» Source material
************

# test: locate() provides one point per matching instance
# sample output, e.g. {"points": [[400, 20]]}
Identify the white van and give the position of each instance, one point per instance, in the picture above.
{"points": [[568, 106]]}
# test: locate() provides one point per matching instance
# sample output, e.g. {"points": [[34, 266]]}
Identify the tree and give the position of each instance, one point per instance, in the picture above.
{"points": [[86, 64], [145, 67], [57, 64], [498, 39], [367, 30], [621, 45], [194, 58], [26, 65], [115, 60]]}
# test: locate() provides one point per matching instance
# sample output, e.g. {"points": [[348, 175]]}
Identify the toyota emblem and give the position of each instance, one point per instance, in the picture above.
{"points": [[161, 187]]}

************

» Your assignment
Return every record in full, word for word.

» Response to the exercise
# test: locate() provides one point per matching instance
# sample output, e.g. {"points": [[400, 20]]}
Identify the white van and give the position of each instance, one point per instance, in the picture above.
{"points": [[568, 106]]}
# test: locate() provides one point per matching instance
# sample output, e.g. {"points": [[34, 266]]}
Identify the tree and give the position of each instance, one point per instance, in the picture above.
{"points": [[86, 64], [145, 67], [57, 64], [498, 39], [367, 30], [621, 45], [194, 58], [26, 65], [115, 60]]}
# test: locate() provides one point per matching instance
# sample output, e.g. {"points": [[348, 175]]}
Identify the toyota emblem and give the position of each instance, one point per instance, in the picture above.
{"points": [[161, 187]]}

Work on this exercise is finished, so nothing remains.